### Instructions for the task
When you reach the line containing "det: navy emblem" in the records below, start copying exactly, and stop once you have copied the line containing "det: granite memorial monument".

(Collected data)
================
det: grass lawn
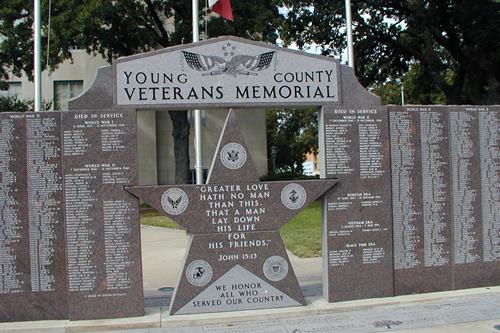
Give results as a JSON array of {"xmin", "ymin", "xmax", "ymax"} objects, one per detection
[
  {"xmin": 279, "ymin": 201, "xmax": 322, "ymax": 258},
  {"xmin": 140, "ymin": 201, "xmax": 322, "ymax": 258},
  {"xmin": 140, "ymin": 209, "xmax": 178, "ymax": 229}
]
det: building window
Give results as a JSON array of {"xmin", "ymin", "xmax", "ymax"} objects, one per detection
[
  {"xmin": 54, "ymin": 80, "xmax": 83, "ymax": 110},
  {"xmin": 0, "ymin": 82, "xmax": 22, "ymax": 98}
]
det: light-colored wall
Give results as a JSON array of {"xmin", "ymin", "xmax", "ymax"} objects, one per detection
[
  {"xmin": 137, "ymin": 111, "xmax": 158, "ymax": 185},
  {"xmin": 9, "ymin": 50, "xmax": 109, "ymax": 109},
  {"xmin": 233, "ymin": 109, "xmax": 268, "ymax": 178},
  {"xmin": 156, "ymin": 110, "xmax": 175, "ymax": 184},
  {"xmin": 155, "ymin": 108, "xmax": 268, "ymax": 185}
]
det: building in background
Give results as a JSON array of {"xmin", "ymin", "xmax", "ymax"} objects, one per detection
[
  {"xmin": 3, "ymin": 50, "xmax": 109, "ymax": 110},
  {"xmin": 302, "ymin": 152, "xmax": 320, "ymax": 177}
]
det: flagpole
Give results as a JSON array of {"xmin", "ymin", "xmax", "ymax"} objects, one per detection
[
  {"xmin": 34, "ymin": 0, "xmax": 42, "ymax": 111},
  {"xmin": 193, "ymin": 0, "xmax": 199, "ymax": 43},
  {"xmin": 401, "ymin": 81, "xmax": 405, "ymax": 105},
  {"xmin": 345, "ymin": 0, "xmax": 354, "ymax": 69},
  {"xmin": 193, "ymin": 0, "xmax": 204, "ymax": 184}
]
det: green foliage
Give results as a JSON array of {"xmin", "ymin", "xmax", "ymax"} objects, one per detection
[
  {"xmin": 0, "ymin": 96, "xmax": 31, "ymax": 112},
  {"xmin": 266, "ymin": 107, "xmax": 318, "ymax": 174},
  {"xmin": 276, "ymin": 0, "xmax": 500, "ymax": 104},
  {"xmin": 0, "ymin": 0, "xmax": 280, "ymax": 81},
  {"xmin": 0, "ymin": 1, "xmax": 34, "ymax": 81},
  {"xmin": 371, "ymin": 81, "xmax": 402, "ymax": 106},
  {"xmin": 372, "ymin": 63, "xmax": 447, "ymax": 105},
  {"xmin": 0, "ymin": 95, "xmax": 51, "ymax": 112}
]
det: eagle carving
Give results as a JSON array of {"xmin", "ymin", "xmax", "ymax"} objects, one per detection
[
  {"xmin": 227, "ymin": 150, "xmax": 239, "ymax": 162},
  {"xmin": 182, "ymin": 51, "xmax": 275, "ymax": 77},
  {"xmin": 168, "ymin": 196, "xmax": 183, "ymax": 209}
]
================
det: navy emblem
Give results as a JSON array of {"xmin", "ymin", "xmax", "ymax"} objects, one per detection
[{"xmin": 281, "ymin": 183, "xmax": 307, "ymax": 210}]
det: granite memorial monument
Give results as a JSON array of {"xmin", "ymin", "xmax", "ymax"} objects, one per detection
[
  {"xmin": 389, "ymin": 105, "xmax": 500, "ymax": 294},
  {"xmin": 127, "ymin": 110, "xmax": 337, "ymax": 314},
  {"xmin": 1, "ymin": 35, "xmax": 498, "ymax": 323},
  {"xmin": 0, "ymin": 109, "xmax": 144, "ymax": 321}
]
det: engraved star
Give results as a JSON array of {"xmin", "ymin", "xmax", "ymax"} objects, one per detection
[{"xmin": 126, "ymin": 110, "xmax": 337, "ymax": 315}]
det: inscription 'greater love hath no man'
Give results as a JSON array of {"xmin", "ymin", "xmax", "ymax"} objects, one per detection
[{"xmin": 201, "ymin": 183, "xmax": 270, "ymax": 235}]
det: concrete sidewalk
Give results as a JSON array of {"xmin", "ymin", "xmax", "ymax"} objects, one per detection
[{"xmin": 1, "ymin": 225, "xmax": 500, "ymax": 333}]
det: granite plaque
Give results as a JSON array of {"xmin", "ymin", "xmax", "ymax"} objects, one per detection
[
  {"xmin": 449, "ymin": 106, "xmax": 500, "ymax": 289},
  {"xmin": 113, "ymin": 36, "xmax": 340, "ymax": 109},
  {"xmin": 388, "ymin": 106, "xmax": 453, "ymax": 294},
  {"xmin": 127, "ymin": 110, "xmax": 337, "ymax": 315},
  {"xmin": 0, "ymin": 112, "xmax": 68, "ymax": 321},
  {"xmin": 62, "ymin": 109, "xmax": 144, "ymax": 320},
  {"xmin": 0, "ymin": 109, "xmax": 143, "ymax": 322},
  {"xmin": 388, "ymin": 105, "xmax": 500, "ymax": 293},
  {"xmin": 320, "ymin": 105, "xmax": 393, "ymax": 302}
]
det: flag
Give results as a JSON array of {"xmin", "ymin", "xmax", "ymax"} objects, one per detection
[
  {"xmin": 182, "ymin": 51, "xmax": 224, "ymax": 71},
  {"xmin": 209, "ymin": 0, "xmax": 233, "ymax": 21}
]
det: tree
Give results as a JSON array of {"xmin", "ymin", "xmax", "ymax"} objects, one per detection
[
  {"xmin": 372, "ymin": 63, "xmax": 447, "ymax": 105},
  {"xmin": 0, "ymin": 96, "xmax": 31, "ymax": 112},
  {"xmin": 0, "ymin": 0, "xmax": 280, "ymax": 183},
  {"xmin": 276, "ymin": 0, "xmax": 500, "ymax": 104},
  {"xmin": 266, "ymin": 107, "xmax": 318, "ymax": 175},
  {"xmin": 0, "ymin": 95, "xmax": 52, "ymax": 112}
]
================
### Task response
det: navy emblem
Give results as a JSON array of {"xmin", "ymin", "xmax", "ymax"} objects, one per detection
[{"xmin": 281, "ymin": 183, "xmax": 307, "ymax": 210}]
det: granite memorial monument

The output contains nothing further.